TO DO
Please print exactly the lines running from the one that contains "Could you please locate the rocky" to the end of the data, with both lines included.

Stored items

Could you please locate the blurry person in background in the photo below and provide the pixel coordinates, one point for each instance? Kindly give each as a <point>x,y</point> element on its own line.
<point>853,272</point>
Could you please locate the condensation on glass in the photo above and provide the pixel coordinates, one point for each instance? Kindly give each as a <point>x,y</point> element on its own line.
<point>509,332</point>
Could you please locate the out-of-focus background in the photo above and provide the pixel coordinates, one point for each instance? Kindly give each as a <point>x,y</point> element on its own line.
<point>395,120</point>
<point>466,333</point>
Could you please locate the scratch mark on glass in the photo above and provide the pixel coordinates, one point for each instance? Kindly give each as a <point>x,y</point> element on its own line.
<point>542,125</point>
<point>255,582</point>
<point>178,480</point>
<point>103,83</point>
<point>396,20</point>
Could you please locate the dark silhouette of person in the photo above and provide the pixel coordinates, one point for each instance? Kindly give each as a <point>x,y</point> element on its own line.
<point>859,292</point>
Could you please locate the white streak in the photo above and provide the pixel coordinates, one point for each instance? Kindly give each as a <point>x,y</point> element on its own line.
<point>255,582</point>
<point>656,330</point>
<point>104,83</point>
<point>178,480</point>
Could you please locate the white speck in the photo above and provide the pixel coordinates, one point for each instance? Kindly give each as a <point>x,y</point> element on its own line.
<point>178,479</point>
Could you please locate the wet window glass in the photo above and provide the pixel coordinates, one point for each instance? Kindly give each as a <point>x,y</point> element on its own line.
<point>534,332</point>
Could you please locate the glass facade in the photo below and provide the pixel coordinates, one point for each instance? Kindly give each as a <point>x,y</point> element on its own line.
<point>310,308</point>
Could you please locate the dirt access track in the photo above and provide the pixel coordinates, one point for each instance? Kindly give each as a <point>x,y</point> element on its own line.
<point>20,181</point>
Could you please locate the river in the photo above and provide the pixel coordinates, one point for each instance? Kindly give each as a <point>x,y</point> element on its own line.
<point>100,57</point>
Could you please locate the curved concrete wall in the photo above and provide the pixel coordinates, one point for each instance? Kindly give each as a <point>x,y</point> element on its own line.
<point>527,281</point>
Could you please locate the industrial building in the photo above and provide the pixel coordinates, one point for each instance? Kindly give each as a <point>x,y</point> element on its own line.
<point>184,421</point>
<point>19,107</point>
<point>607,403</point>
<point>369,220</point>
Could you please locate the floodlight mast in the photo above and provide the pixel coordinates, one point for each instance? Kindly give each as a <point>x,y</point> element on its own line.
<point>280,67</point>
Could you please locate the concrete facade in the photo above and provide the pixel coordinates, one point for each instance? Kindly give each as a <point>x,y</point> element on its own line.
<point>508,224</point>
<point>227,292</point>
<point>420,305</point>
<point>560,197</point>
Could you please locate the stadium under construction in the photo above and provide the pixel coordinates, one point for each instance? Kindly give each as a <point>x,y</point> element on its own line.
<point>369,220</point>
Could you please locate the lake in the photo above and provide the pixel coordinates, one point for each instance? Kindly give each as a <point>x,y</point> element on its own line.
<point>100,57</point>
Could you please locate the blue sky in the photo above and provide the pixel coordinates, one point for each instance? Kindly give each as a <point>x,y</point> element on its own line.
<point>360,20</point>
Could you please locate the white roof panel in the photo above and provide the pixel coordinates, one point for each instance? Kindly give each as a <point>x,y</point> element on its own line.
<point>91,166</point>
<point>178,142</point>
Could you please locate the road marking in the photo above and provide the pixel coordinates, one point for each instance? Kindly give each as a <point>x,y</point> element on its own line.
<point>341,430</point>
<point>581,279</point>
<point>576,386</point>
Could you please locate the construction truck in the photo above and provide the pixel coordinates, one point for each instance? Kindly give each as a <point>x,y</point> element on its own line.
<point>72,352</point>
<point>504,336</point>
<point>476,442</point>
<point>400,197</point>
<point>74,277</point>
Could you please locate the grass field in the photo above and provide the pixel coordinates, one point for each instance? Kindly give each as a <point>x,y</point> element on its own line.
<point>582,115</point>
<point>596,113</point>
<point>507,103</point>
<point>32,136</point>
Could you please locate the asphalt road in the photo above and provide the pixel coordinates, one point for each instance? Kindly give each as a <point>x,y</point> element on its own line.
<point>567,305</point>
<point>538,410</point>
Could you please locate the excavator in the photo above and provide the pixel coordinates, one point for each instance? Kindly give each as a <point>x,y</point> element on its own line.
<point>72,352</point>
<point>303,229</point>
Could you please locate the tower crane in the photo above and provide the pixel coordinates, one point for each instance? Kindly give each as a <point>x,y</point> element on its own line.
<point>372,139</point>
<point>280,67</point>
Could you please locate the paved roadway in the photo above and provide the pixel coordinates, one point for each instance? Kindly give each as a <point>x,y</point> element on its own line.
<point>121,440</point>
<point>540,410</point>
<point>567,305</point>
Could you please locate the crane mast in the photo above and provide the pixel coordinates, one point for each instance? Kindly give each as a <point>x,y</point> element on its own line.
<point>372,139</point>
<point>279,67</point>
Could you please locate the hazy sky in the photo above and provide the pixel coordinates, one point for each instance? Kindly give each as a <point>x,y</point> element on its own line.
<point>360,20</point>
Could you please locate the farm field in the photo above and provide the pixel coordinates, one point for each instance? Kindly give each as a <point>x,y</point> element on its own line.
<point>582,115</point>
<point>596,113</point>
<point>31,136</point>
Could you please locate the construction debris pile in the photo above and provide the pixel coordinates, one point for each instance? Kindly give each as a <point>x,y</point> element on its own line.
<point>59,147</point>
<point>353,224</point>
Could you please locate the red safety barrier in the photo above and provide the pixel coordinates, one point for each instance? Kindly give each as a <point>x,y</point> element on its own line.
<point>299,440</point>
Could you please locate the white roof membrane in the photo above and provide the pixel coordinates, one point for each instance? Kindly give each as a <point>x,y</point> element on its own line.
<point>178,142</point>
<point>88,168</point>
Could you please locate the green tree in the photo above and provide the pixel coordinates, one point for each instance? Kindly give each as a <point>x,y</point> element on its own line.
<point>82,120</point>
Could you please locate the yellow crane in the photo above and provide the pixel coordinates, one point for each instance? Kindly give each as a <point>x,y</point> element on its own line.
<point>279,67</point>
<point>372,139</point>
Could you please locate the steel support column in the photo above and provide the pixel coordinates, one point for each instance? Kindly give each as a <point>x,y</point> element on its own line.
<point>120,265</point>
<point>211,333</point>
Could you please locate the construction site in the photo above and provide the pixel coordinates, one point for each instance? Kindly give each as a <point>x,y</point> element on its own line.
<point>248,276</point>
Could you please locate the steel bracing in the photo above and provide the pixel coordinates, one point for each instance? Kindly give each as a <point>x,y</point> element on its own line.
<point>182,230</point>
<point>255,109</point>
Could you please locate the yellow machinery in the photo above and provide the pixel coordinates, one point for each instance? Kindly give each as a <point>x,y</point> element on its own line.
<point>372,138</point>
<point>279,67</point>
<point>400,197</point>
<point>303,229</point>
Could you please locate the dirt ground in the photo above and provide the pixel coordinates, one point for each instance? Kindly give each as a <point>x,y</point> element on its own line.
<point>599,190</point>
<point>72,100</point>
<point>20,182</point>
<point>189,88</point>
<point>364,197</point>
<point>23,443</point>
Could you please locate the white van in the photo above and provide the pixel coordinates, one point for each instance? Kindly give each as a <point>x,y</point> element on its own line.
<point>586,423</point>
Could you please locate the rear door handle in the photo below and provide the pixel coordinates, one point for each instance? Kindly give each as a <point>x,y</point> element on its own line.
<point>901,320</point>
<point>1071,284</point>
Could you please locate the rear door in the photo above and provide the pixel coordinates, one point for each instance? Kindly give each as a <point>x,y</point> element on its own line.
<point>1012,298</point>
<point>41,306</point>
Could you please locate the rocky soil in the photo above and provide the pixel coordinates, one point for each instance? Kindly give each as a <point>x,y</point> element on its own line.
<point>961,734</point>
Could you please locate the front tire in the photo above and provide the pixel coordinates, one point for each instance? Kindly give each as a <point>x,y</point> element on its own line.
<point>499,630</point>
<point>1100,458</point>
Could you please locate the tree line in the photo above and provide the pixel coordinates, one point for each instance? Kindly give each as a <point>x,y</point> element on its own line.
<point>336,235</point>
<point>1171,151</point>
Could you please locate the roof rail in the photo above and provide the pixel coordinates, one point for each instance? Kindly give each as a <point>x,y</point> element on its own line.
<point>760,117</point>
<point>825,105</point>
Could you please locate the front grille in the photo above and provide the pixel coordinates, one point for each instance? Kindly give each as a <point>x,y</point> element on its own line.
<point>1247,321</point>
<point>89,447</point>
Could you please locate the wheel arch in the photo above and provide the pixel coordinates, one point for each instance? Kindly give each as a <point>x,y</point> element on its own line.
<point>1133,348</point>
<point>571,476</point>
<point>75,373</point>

OUTPUT FOR THIS EXERCISE
Could you please locate the rocky soil in the photo above and provide the pixel coordinates, one point for each instance? Kindly give each as a <point>x,y</point> element on its own line.
<point>961,734</point>
Could you please locate the front tire in the photo above and provide the pixel coordinates, one point for each instance? Kindly give each as a <point>x,y</point> element on its own line.
<point>499,630</point>
<point>1100,458</point>
Could you please locate the tree line in the photo above and provide the pixel coordinates, one point for each instance? Kindly give each as a <point>x,y</point> element on its own line.
<point>336,235</point>
<point>1171,151</point>
Could you please locate the roof rail in the photo above and provide the pixel coordinates, one point for each instance? Kindly give each as a <point>x,y</point> element on its own line.
<point>760,117</point>
<point>825,105</point>
Could you please locate the front grille in the photo above and provide the pixel coordinates, one point for each instance? Kindly give each as a <point>x,y</point> element on its own line.
<point>1247,321</point>
<point>89,447</point>
Could you please locate the wheel arch in the photo above and provide the pixel coordinates, one point for each instance? Kindly give each as a <point>x,y</point> element on its own line.
<point>1133,348</point>
<point>571,476</point>
<point>75,373</point>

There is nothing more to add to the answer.